## YOUR GOAL
Pull out every line in the data below that holds the word "white".

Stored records
(begin)
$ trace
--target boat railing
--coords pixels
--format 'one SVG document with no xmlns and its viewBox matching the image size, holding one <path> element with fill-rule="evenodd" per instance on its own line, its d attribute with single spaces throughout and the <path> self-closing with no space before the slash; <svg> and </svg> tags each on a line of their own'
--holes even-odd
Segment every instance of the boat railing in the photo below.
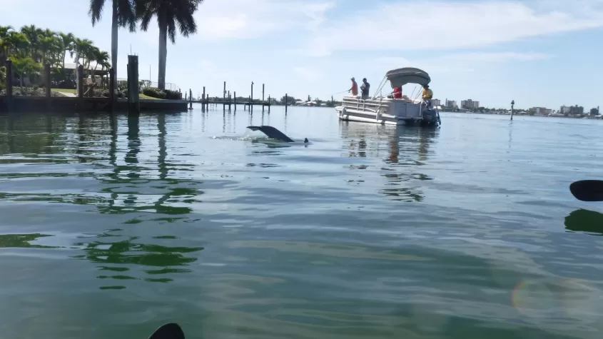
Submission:
<svg viewBox="0 0 603 339">
<path fill-rule="evenodd" d="M 388 103 L 382 101 L 382 98 L 379 100 L 373 100 L 344 97 L 342 103 L 344 107 L 348 108 L 355 108 L 375 113 L 377 113 L 382 108 L 387 108 L 389 105 Z"/>
</svg>

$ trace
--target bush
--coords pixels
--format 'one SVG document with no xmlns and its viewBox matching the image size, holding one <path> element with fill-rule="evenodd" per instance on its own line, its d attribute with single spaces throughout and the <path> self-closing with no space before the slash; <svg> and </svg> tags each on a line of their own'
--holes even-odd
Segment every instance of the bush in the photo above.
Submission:
<svg viewBox="0 0 603 339">
<path fill-rule="evenodd" d="M 158 99 L 165 99 L 167 98 L 166 91 L 161 91 L 156 87 L 145 87 L 143 88 L 143 94 L 151 96 L 151 98 L 157 98 Z"/>
<path fill-rule="evenodd" d="M 166 92 L 166 98 L 170 100 L 182 100 L 182 93 L 178 91 L 170 91 L 169 89 L 164 90 Z"/>
</svg>

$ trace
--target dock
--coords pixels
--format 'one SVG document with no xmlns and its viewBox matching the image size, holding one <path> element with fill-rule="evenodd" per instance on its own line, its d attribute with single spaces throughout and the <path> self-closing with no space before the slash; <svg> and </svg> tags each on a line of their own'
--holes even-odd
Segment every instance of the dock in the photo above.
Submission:
<svg viewBox="0 0 603 339">
<path fill-rule="evenodd" d="M 19 86 L 15 86 L 14 76 L 12 62 L 6 61 L 7 76 L 6 95 L 0 95 L 0 111 L 21 112 L 21 111 L 128 111 L 133 114 L 138 114 L 142 111 L 186 111 L 193 109 L 193 103 L 201 103 L 202 111 L 209 109 L 210 106 L 222 105 L 223 111 L 228 110 L 236 111 L 238 105 L 243 105 L 243 110 L 253 113 L 254 106 L 261 107 L 262 111 L 267 107 L 270 113 L 273 99 L 270 96 L 265 100 L 265 85 L 262 84 L 261 99 L 253 98 L 253 81 L 251 81 L 251 93 L 248 98 L 237 98 L 236 92 L 230 94 L 230 91 L 226 90 L 226 81 L 224 81 L 224 89 L 222 98 L 210 98 L 206 93 L 206 87 L 203 86 L 203 96 L 201 98 L 193 99 L 193 91 L 189 89 L 188 93 L 184 93 L 184 98 L 181 96 L 182 93 L 178 90 L 179 96 L 176 96 L 178 99 L 160 99 L 160 98 L 142 98 L 138 95 L 144 87 L 139 84 L 138 74 L 138 56 L 128 56 L 128 95 L 127 98 L 117 98 L 118 91 L 115 88 L 114 79 L 116 79 L 114 71 L 109 69 L 106 73 L 108 79 L 108 89 L 104 91 L 108 94 L 106 96 L 98 96 L 94 94 L 94 86 L 88 86 L 84 84 L 83 68 L 82 65 L 78 66 L 77 72 L 77 88 L 76 94 L 65 96 L 64 93 L 57 96 L 56 93 L 61 92 L 60 88 L 53 90 L 51 88 L 51 79 L 50 65 L 44 66 L 44 84 L 41 88 L 44 89 L 44 93 L 36 93 L 31 95 L 14 95 L 14 88 Z M 89 79 L 88 79 L 89 80 Z M 90 84 L 90 83 L 88 83 Z M 138 85 L 137 85 L 138 84 Z M 122 90 L 123 91 L 123 90 Z M 88 94 L 90 93 L 90 94 Z M 285 94 L 285 99 L 288 95 Z M 287 112 L 288 100 L 285 100 L 285 112 Z M 188 106 L 188 107 L 187 107 Z M 234 108 L 234 109 L 233 109 Z"/>
<path fill-rule="evenodd" d="M 261 100 L 255 100 L 253 99 L 253 81 L 251 81 L 251 95 L 249 96 L 248 98 L 243 99 L 242 101 L 239 101 L 237 102 L 237 92 L 233 92 L 233 94 L 230 94 L 230 91 L 226 91 L 226 81 L 224 81 L 224 90 L 222 95 L 222 98 L 210 98 L 209 94 L 206 93 L 206 86 L 203 86 L 203 93 L 201 96 L 201 98 L 199 100 L 193 100 L 193 91 L 192 89 L 188 90 L 188 102 L 189 104 L 188 109 L 193 109 L 193 103 L 201 103 L 201 111 L 205 111 L 206 110 L 209 109 L 209 106 L 218 106 L 222 105 L 222 108 L 223 111 L 226 111 L 226 107 L 228 106 L 228 111 L 233 111 L 233 106 L 234 106 L 234 111 L 236 111 L 237 105 L 243 105 L 243 110 L 253 111 L 253 106 L 261 106 L 262 111 L 264 111 L 265 107 L 268 107 L 268 113 L 270 113 L 270 108 L 271 104 L 271 98 L 270 96 L 268 96 L 268 101 L 265 100 L 265 84 L 262 84 L 262 99 Z M 186 96 L 186 94 L 185 94 Z M 285 96 L 286 94 L 285 94 Z M 186 96 L 185 96 L 185 99 L 186 99 Z M 285 111 L 287 111 L 287 105 L 285 106 Z"/>
</svg>

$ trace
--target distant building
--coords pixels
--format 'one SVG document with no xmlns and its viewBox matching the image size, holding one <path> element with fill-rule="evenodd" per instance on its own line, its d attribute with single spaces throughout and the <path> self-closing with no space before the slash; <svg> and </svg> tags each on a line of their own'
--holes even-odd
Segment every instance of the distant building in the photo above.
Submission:
<svg viewBox="0 0 603 339">
<path fill-rule="evenodd" d="M 537 116 L 548 116 L 553 112 L 553 110 L 544 107 L 532 107 L 529 111 Z"/>
<path fill-rule="evenodd" d="M 460 108 L 463 109 L 477 109 L 480 108 L 480 101 L 471 99 L 463 100 L 460 102 Z"/>
<path fill-rule="evenodd" d="M 445 104 L 445 107 L 450 109 L 457 109 L 459 106 L 457 105 L 457 102 L 454 100 L 448 100 L 446 99 L 446 103 Z"/>
<path fill-rule="evenodd" d="M 581 106 L 572 106 L 569 107 L 569 114 L 580 115 L 584 113 L 584 108 Z"/>
</svg>

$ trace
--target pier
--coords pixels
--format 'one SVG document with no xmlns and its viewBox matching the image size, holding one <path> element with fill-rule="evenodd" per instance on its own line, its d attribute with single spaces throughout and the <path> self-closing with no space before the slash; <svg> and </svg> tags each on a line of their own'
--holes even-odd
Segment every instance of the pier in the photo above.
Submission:
<svg viewBox="0 0 603 339">
<path fill-rule="evenodd" d="M 234 111 L 236 111 L 237 105 L 243 105 L 243 110 L 245 111 L 253 111 L 253 106 L 261 106 L 262 111 L 264 111 L 265 107 L 268 107 L 268 113 L 270 113 L 270 106 L 272 105 L 272 100 L 270 96 L 268 96 L 268 101 L 265 100 L 265 84 L 262 84 L 262 99 L 255 100 L 253 98 L 253 81 L 251 81 L 251 95 L 250 95 L 247 98 L 241 98 L 241 100 L 238 102 L 237 101 L 237 92 L 233 92 L 233 94 L 231 95 L 230 91 L 226 90 L 226 81 L 224 81 L 224 89 L 221 99 L 219 98 L 210 98 L 209 94 L 206 93 L 206 86 L 203 86 L 203 93 L 201 95 L 201 99 L 198 100 L 193 100 L 192 89 L 189 89 L 188 91 L 188 109 L 193 109 L 193 103 L 201 103 L 202 111 L 209 109 L 210 105 L 213 106 L 222 105 L 223 111 L 226 111 L 227 106 L 228 108 L 228 111 L 233 111 L 233 106 L 234 106 Z M 286 106 L 287 105 L 285 105 L 285 111 L 287 109 Z"/>
<path fill-rule="evenodd" d="M 238 105 L 243 105 L 243 110 L 248 111 L 250 113 L 253 113 L 254 107 L 261 107 L 262 112 L 268 108 L 268 113 L 270 113 L 270 106 L 273 104 L 273 99 L 271 96 L 268 95 L 268 98 L 265 97 L 265 85 L 264 84 L 262 84 L 261 98 L 255 98 L 253 97 L 253 81 L 251 81 L 250 95 L 247 98 L 238 98 L 236 91 L 233 91 L 231 93 L 230 91 L 227 91 L 226 81 L 224 81 L 222 98 L 210 98 L 209 94 L 206 92 L 206 87 L 203 86 L 203 95 L 196 100 L 193 100 L 193 98 L 192 89 L 189 89 L 188 93 L 185 92 L 183 93 L 184 98 L 182 98 L 182 93 L 178 90 L 178 91 L 175 92 L 176 95 L 174 99 L 148 98 L 148 96 L 139 95 L 140 93 L 143 92 L 148 87 L 140 84 L 143 81 L 138 81 L 138 56 L 128 56 L 128 80 L 127 81 L 121 81 L 127 83 L 126 97 L 117 97 L 118 94 L 121 96 L 125 91 L 125 88 L 115 88 L 113 79 L 116 75 L 113 69 L 109 69 L 105 71 L 108 80 L 108 88 L 107 90 L 104 87 L 97 88 L 96 84 L 91 84 L 89 81 L 86 83 L 86 81 L 89 81 L 90 79 L 87 78 L 84 79 L 84 69 L 82 65 L 79 65 L 77 67 L 77 88 L 75 89 L 74 94 L 66 94 L 69 91 L 74 91 L 73 89 L 52 88 L 52 79 L 49 64 L 46 65 L 43 70 L 44 75 L 43 84 L 41 84 L 39 86 L 40 88 L 44 88 L 44 91 L 43 92 L 36 92 L 35 87 L 37 86 L 34 86 L 34 92 L 35 93 L 33 95 L 31 93 L 29 95 L 19 95 L 19 93 L 15 94 L 15 91 L 18 91 L 19 86 L 14 84 L 15 77 L 12 62 L 10 60 L 7 60 L 6 90 L 5 95 L 0 94 L 0 111 L 20 112 L 27 111 L 52 111 L 68 110 L 112 112 L 113 111 L 128 111 L 133 114 L 138 114 L 141 111 L 186 111 L 187 109 L 193 109 L 193 103 L 201 103 L 202 111 L 208 110 L 211 106 L 215 107 L 222 105 L 224 111 L 226 111 L 228 108 L 228 111 L 234 111 L 235 112 L 237 106 Z M 95 75 L 93 71 L 89 73 L 89 75 Z M 28 91 L 31 90 L 31 88 L 25 87 L 21 88 L 21 91 L 24 88 Z M 63 89 L 63 91 L 61 91 L 61 89 Z M 97 91 L 96 93 L 95 93 L 95 90 Z M 101 93 L 98 91 L 101 91 Z M 120 93 L 120 91 L 121 93 Z M 101 94 L 103 92 L 105 93 L 104 96 L 102 96 Z M 172 91 L 172 94 L 173 93 Z M 180 95 L 178 96 L 178 94 Z M 180 98 L 178 98 L 178 96 Z M 285 96 L 285 98 L 288 97 L 287 94 Z M 285 99 L 285 113 L 289 106 L 289 103 L 286 101 L 288 101 L 288 99 Z"/>
</svg>

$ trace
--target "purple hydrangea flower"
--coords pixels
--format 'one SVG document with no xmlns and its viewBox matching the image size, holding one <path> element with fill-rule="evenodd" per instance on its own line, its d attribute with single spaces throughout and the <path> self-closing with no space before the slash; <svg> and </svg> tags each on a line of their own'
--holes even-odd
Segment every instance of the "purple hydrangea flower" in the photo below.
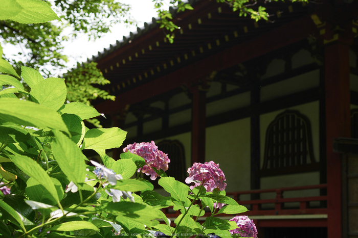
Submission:
<svg viewBox="0 0 358 238">
<path fill-rule="evenodd" d="M 195 183 L 190 187 L 190 189 L 202 183 L 208 192 L 212 192 L 216 188 L 222 191 L 226 187 L 226 183 L 224 182 L 225 175 L 219 169 L 219 164 L 213 161 L 205 162 L 205 164 L 194 163 L 191 168 L 188 169 L 188 173 L 189 177 L 185 179 L 185 182 Z"/>
<path fill-rule="evenodd" d="M 229 221 L 233 221 L 236 223 L 238 228 L 230 230 L 231 234 L 238 234 L 240 237 L 257 236 L 257 230 L 252 220 L 247 216 L 236 216 Z"/>
<path fill-rule="evenodd" d="M 142 142 L 137 144 L 135 142 L 133 144 L 128 145 L 123 149 L 123 151 L 130 152 L 145 160 L 146 164 L 142 168 L 142 172 L 147 175 L 150 175 L 151 180 L 155 180 L 158 176 L 153 168 L 158 170 L 161 169 L 166 171 L 168 170 L 168 163 L 170 162 L 168 154 L 159 150 L 158 146 L 153 141 L 151 143 Z M 141 169 L 139 169 L 138 172 L 140 171 Z"/>
<path fill-rule="evenodd" d="M 0 182 L 0 185 L 3 184 L 4 184 L 3 182 Z M 10 190 L 11 190 L 10 188 L 8 188 L 7 186 L 4 186 L 4 187 L 0 188 L 0 191 L 2 191 L 4 195 L 6 195 L 7 194 L 10 194 Z"/>
</svg>

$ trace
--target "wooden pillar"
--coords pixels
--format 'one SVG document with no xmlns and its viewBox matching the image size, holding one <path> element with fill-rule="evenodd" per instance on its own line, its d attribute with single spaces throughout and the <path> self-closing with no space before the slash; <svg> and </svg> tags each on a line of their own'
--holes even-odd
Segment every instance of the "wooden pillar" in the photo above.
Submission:
<svg viewBox="0 0 358 238">
<path fill-rule="evenodd" d="M 350 136 L 349 48 L 339 40 L 326 46 L 325 98 L 328 238 L 342 229 L 342 161 L 333 139 Z"/>
<path fill-rule="evenodd" d="M 250 92 L 251 104 L 253 109 L 255 105 L 260 103 L 260 82 L 256 79 L 253 84 Z M 258 112 L 252 110 L 250 118 L 251 137 L 251 167 L 250 167 L 250 189 L 260 189 L 260 114 Z M 259 194 L 252 194 L 251 199 L 259 199 Z"/>
<path fill-rule="evenodd" d="M 125 118 L 128 113 L 128 110 L 129 108 L 129 105 L 127 105 L 125 108 L 120 110 L 120 112 L 118 114 L 113 114 L 111 115 L 112 119 L 112 124 L 114 127 L 119 127 L 121 129 L 123 128 Z M 121 150 L 119 148 L 114 148 L 112 149 L 112 157 L 115 160 L 119 160 L 119 154 L 122 152 Z"/>
<path fill-rule="evenodd" d="M 191 163 L 205 162 L 206 91 L 200 85 L 191 87 L 192 94 Z"/>
</svg>

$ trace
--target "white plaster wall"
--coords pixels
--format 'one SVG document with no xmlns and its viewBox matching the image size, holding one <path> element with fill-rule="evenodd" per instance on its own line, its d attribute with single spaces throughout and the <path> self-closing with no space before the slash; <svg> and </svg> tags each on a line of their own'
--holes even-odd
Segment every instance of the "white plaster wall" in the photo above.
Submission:
<svg viewBox="0 0 358 238">
<path fill-rule="evenodd" d="M 358 92 L 358 76 L 354 74 L 349 74 L 350 80 L 350 90 L 354 92 Z"/>
<path fill-rule="evenodd" d="M 262 75 L 261 80 L 272 77 L 283 73 L 285 71 L 285 62 L 283 60 L 275 59 L 267 65 L 266 73 Z"/>
<path fill-rule="evenodd" d="M 220 165 L 226 191 L 250 189 L 250 119 L 244 118 L 206 129 L 206 162 Z"/>
<path fill-rule="evenodd" d="M 143 134 L 148 134 L 162 129 L 162 118 L 158 118 L 143 123 Z"/>
<path fill-rule="evenodd" d="M 292 94 L 318 87 L 320 83 L 319 70 L 280 81 L 261 88 L 261 101 Z"/>
<path fill-rule="evenodd" d="M 314 62 L 311 53 L 304 49 L 296 52 L 291 59 L 292 68 L 296 69 Z"/>
<path fill-rule="evenodd" d="M 210 117 L 220 113 L 229 112 L 238 108 L 248 106 L 250 103 L 250 92 L 238 94 L 215 101 L 206 105 L 206 116 Z"/>
<path fill-rule="evenodd" d="M 169 116 L 169 127 L 191 121 L 191 109 L 173 113 Z"/>
</svg>

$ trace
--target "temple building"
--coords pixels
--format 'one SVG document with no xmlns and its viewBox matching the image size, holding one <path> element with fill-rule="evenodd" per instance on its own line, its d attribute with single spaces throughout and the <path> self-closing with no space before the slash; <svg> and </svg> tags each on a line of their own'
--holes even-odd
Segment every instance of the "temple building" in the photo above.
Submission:
<svg viewBox="0 0 358 238">
<path fill-rule="evenodd" d="M 95 104 L 108 126 L 154 141 L 181 181 L 219 164 L 258 237 L 358 237 L 358 1 L 259 1 L 258 22 L 189 2 L 172 43 L 153 18 L 91 60 L 116 96 Z"/>
</svg>

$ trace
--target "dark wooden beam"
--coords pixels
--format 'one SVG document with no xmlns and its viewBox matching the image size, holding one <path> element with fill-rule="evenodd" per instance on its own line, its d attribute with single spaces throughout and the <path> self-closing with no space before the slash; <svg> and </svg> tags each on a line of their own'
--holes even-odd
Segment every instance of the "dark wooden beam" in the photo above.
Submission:
<svg viewBox="0 0 358 238">
<path fill-rule="evenodd" d="M 349 46 L 339 41 L 325 47 L 326 130 L 328 238 L 342 229 L 342 160 L 333 140 L 350 137 Z"/>
<path fill-rule="evenodd" d="M 117 96 L 115 101 L 106 101 L 95 107 L 102 113 L 110 113 L 126 104 L 139 102 L 197 80 L 213 70 L 222 70 L 305 39 L 316 31 L 309 16 L 300 18 L 124 92 Z"/>
<path fill-rule="evenodd" d="M 191 88 L 193 101 L 191 130 L 191 163 L 205 162 L 206 92 L 197 86 Z"/>
</svg>

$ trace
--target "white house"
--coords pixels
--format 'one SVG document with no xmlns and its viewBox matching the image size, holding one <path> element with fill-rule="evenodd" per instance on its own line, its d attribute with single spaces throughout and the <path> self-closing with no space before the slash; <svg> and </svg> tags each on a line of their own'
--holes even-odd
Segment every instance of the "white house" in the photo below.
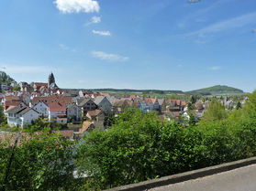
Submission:
<svg viewBox="0 0 256 191">
<path fill-rule="evenodd" d="M 6 111 L 7 122 L 10 126 L 21 126 L 30 123 L 32 121 L 38 120 L 39 113 L 27 106 L 18 105 L 10 107 Z"/>
<path fill-rule="evenodd" d="M 39 101 L 37 104 L 33 106 L 33 109 L 39 112 L 42 118 L 48 118 L 49 106 L 44 101 Z"/>
<path fill-rule="evenodd" d="M 97 96 L 96 98 L 95 98 L 94 102 L 102 111 L 106 113 L 112 111 L 112 105 L 106 97 Z"/>
<path fill-rule="evenodd" d="M 66 122 L 66 105 L 60 102 L 49 102 L 49 122 L 62 121 Z M 61 120 L 57 118 L 62 118 Z"/>
</svg>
(end)
## RESPONSE
--target "white plaster wall"
Segment every instance of the "white plaster wall" in the photo above.
--target "white house"
Segment every instance of the "white house" in the photo below.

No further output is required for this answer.